----- Dataset extract

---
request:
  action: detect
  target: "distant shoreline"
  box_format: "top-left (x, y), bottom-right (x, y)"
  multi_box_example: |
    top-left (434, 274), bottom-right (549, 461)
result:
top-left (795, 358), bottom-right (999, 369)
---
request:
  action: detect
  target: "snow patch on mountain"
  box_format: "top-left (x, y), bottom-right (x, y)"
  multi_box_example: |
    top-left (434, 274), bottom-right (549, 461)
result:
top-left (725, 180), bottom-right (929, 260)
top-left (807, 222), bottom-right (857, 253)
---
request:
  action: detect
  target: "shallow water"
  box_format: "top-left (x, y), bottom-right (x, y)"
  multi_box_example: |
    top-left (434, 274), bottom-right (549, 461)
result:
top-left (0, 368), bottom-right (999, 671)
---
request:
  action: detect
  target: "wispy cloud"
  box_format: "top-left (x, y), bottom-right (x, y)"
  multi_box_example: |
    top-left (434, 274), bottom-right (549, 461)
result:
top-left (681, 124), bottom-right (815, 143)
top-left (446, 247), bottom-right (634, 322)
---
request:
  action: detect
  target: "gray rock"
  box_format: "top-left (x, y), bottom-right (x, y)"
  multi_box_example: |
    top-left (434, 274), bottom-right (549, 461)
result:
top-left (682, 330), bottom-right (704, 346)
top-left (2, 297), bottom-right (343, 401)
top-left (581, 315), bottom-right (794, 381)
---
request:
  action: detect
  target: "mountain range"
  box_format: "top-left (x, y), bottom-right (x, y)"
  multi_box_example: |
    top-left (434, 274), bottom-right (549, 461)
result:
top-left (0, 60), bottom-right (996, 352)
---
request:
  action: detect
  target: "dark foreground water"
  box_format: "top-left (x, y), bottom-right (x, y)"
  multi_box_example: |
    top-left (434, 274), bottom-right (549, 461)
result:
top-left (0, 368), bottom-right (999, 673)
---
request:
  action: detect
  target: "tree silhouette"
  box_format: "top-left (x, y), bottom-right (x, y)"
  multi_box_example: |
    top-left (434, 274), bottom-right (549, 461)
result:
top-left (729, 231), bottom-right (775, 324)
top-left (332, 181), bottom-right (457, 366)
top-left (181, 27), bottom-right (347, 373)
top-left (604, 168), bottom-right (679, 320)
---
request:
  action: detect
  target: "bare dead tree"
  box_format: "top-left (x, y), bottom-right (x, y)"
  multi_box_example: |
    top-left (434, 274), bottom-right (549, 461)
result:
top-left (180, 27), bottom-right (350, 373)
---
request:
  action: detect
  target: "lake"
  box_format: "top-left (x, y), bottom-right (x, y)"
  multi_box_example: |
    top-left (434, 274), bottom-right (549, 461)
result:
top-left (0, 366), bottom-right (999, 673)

----------

Aim
Give a word-for-word copy of the records.

Written response
---
request:
  action: detect
  target: "distant shoreline"
  box_format: "top-left (x, y), bottom-right (x, y)"
  multi_box_example: |
    top-left (434, 274), bottom-right (549, 461)
result:
top-left (795, 358), bottom-right (999, 369)
---
request:
  action: detect
  target: "snow patch on mountain"
  box_format: "top-left (x, y), bottom-right (x, y)"
  multi_box_example: |
    top-left (434, 274), bottom-right (549, 461)
result:
top-left (725, 180), bottom-right (929, 260)
top-left (807, 222), bottom-right (857, 253)
---
request:
  action: detect
  target: "shallow water"
  box_format: "top-left (x, y), bottom-right (x, y)"
  multi_box_example: |
    top-left (434, 274), bottom-right (549, 461)
result:
top-left (0, 368), bottom-right (999, 671)
---
request:
  action: detect
  target: "wispy cloud"
  box_format: "top-left (x, y), bottom-right (x, y)"
  multi_box_example: |
    top-left (434, 274), bottom-right (549, 461)
result:
top-left (681, 124), bottom-right (815, 143)
top-left (446, 247), bottom-right (634, 322)
---
request:
  action: detect
  target: "gray rock"
  box_format: "top-left (x, y), bottom-right (x, y)"
  multi_box_example: |
    top-left (434, 274), bottom-right (549, 461)
result:
top-left (682, 330), bottom-right (704, 346)
top-left (2, 297), bottom-right (343, 401)
top-left (581, 315), bottom-right (794, 381)
---
request:
  action: detect
  target: "mountain range"
  box_format: "top-left (x, y), bottom-right (x, y)"
  multi_box_example: |
    top-left (434, 274), bottom-right (549, 461)
result:
top-left (0, 60), bottom-right (996, 352)
---
request:
  action: detect
  target: "dark foreground water"
  box_format: "top-left (x, y), bottom-right (x, y)"
  multi_box_example: |
    top-left (434, 274), bottom-right (549, 461)
result:
top-left (0, 368), bottom-right (999, 673)
---
request:
  action: detect
  target: "tree silhouette"
  box_format: "top-left (x, y), bottom-right (x, y)"
  multi_box_example: |
    top-left (434, 274), bottom-right (549, 461)
result:
top-left (729, 231), bottom-right (775, 324)
top-left (332, 181), bottom-right (457, 366)
top-left (181, 27), bottom-right (347, 373)
top-left (604, 168), bottom-right (679, 320)
---
request:
  action: detect
  target: "bare dead tree"
  box_format: "top-left (x, y), bottom-right (x, y)"
  multi_box_example: |
    top-left (434, 274), bottom-right (549, 461)
result:
top-left (180, 27), bottom-right (350, 373)
---
request:
  action: detect
  target: "lake"
  box_format: "top-left (x, y), bottom-right (x, y)"
  multi_box_example: |
    top-left (434, 274), bottom-right (549, 461)
result:
top-left (0, 366), bottom-right (999, 673)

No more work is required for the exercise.